EXERCISE OBJECTIVE: Can you swap every "thickest part" for "widest part" in the lines below, keeping everything else unchanged, and leave the pictures out of your answer?

GIVEN INFORMATION:
==*==

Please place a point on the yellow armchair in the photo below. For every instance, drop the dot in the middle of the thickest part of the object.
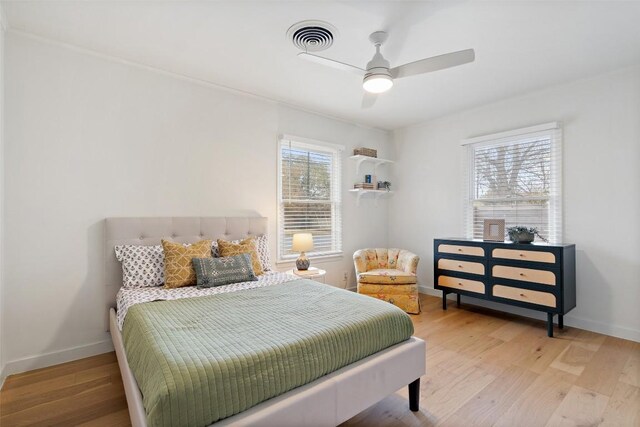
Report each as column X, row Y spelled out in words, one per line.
column 389, row 275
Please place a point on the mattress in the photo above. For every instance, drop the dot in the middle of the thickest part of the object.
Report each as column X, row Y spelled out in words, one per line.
column 199, row 360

==*==

EXERCISE RESULT:
Please place a point on the yellow armchair in the photo below. For every instance, drop the dot in the middle of the widest part of the object.
Report each as column X, row Y spelled out in words, one per line.
column 389, row 275
Please place a point on the mattress in the photo above. For every instance, drop the dot in the middle of the widest part of the object.
Report each as column X, row Y spelled out in words, one per line.
column 199, row 360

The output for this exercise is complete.